Rename "pointing benchmark" to "location test" in the rows below and change nothing else.

──────── Exercise data

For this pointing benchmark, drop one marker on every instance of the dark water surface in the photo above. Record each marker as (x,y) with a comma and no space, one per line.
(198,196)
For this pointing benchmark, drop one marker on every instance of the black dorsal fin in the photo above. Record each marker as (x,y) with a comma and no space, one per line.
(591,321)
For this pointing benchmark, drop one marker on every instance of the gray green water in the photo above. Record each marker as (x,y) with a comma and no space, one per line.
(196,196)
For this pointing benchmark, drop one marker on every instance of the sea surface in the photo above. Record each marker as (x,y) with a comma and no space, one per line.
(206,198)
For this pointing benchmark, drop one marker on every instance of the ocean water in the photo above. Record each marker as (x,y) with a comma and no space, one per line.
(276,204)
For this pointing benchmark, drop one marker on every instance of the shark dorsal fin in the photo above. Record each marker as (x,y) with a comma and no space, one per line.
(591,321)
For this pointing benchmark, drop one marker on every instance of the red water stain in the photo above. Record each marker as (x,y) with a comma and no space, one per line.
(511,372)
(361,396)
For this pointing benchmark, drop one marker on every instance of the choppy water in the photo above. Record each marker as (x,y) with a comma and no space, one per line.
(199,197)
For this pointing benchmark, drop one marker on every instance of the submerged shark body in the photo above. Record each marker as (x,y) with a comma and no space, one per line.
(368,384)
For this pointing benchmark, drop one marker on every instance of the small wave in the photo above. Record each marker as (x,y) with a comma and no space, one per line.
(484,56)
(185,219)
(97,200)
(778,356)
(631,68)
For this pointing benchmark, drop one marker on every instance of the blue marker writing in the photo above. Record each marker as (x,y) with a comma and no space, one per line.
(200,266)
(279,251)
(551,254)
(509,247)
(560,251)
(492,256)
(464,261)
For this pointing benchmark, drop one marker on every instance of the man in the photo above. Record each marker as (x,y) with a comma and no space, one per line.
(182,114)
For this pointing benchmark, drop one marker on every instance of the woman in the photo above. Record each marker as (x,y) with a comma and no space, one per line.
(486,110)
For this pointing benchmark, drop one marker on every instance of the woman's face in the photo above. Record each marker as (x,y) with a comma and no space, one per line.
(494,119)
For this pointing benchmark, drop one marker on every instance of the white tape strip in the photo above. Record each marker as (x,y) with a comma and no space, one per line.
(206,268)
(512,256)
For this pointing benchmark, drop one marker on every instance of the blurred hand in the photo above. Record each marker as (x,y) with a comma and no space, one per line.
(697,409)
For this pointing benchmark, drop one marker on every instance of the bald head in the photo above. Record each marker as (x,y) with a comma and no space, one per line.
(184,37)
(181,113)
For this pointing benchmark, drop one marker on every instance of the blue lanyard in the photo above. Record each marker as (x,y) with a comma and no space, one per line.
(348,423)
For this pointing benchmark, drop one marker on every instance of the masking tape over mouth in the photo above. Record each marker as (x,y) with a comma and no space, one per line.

────────────────

Response =
For this location test, drop one marker on every instance of the dark water surface in the photo above. Record each marker as (x,y) with a comma and no space, one per line.
(198,196)
For this location test, drop one marker on every instance of the black dorsal fin in the photo above. Record each marker as (x,y) with a comma and no space, one per line.
(591,321)
For this location test, drop one marker on every instance of the gray green water in the photo above. Record each marker as (x,y) with a comma and no space, one per line.
(196,196)
For this location test, drop one marker on every instance of the sea surface in the photo above. Record each marker as (x,y) with a comma and no space, one per line.
(206,198)
For this location test, drop one marker on every instance of the ocean water in the photo above. Record each marker as (x,y) with a comma and no space, one per line.
(276,204)
For this location test, drop one marker on every instance of the shark dorsal fin in the photo above. Record each marker as (x,y) with a comma and no space, one per line.
(591,321)
For this location test, drop one marker on every instance of the red water stain in the photo above. Record each marker as (x,y) with a comma and no space, one per line.
(511,372)
(361,396)
For this location test, drop one marker on every instance of the choppy water in the photo above. Record each marker as (x,y) with a comma and no space, one per line.
(199,197)
For this location test, drop one marker on every instance of the submerged shark body in the photo above. Record each marker as (x,y) with a comma and no space, one per line.
(368,384)
For this location test, drop one marker on every instance of the small wave in the photo above. Record each marker as (x,y) with a comma and no space, one per line.
(484,56)
(185,219)
(97,200)
(778,356)
(631,68)
For this location test, drop one marker on every instance of the blue marker writing in the photo above. Record each marker as (x,y) with a comma and no space, one per line.
(200,266)
(279,251)
(551,254)
(509,247)
(560,251)
(492,256)
(464,261)
For this location test, drop one marker on every instance of the man in the photo above. Record each marker as (x,y) with a comma and no space, one per line.
(182,114)
For this location test, drop one marker on every instance of the woman in the photo above. Record each marker as (x,y) with a comma and no space, one per line.
(486,110)
For this location test, drop one marker on every instance of the woman's face in the photo above. Record each marker as (x,y) with a comma and no space, one per line.
(494,119)
For this location test, drop one marker on every instance of the white tape strip in the photo above. Record each marker as (x,y) with a comma and no space, one per line.
(206,268)
(512,256)
For this location test, drop one marker on every instance of the blurred hand in the photo above. Record each marker as (x,y) with a comma and no space, one per line.
(697,409)
For this location test, drop one marker on every instance of the bald head in the photo above. Record each marker as (x,y) with a comma and no space, one per line.
(184,37)
(181,113)
For this location test, drop one marker on every instance of the blue lanyard in the photo above. Record each marker as (x,y) with a comma and no space, one per line.
(348,423)
For this location test, drop one marker on every instance of the masking tape over mouth in the photo above. Record each marker as (x,y) with a comma and no space, one per line.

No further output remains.